◆ **TASK INSTRUCTIONS**:
a: In the text on markers of consciousness, what unconscious entity now practices the ability to hold a conversation?
b: Rewrite the passage of the text on markers of consciousness from "Meanwhile, new research" to "to be present.", switching "researchers" to "scientists".
[[ TEXT BLOCK open ]]
Using Markers To Answer The “How” Rather Than The “Who”

According to the author, a lack of markers of consciousness doesn’t necessarily mean that an animal is unconscious either. Negative markers, such as lacking a central nervous system or possessing too few neurons, rest on the assumption that we know what kind of neurobiology is necessary for consciousness, which we don’t.

Meanwhile, new research on animal biology is constantly occurring. There’s a strong possibility that a marker of consciousness will be discovered that will implicate more and more of the animal kingdom until all animals are included in it.

Oftentimes, researchers will dismiss markers of consciousness that show up in simpler animals like Caenorhabditis elegans who’ve been deemed unconscious. However, the author points to the fact that one of the most classic markers, the ability to hold a conversation, is practiced by an unconscious entity now: large language models. This doesn’t make the marker of language invalid, but rather highlights the need for other markers of consciousness to be present.

Due to the fact that there are no negative markers and new markers are constantly being discovered, and the idea that older markers tend to be downgraded rather than discarded as new discoveries are made, the author argues that all animals can be found to be sentient through the marker system, regardless of how simple or complex they are.

Thus, they believe that markers are far more useful in telling us about an animal’s experience of consciousness than whether or not they’re conscious.
[[ TEXT BLOCK closed ]]
[[ INFORMATION SHOWN open ]]
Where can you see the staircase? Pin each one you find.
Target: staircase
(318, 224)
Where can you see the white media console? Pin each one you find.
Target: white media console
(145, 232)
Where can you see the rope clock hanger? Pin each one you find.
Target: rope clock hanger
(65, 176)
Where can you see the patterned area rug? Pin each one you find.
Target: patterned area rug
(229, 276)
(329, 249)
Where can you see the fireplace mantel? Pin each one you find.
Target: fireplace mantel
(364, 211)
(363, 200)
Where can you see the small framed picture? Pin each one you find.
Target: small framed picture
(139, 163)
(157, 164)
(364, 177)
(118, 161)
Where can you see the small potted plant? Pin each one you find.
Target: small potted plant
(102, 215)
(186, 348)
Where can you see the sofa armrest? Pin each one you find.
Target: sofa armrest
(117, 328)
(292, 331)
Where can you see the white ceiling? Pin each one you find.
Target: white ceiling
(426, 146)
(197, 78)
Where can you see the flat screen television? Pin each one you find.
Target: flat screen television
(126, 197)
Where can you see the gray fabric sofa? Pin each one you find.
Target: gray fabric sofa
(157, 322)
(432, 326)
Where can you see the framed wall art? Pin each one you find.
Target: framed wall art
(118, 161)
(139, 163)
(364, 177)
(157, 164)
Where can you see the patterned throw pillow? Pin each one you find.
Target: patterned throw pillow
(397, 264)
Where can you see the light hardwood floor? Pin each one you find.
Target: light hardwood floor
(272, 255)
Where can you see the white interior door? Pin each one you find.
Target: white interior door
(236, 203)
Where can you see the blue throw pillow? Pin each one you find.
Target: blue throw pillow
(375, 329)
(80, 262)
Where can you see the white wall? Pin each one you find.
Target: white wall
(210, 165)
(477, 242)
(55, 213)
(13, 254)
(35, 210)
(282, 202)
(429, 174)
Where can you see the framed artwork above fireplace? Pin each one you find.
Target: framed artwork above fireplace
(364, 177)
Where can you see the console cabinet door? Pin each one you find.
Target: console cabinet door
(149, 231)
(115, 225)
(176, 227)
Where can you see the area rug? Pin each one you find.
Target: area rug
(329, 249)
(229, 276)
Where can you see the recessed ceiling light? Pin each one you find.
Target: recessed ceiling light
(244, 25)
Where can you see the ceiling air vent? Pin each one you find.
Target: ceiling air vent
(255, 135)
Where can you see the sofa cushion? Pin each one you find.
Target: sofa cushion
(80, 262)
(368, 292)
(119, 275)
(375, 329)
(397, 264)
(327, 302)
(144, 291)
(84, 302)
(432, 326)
[[ INFORMATION SHOWN closed ]]
◆ **TASK-BY-TASK SOLUTIONS**:
a: Large language models.

b:
Meanwhile, new research on animal biology is constantly occurring. There’s a strong possibility that a marker of consciousness will be discovered that will implicate more and more of the animal kingdom until all animals are included in it.

Oftentimes, scientists will dismiss markers of consciousness that show up in simpler animals like Caenorhabditis elegans who’ve been deemed unconscious. However, the author points to the fact that one of the most classic markers, the ability to hold a conversation, is practiced by an unconscious entity now: large language models. This doesn’t make the marker of language invalid, but rather highlights the need for other markers of consciousness to be present.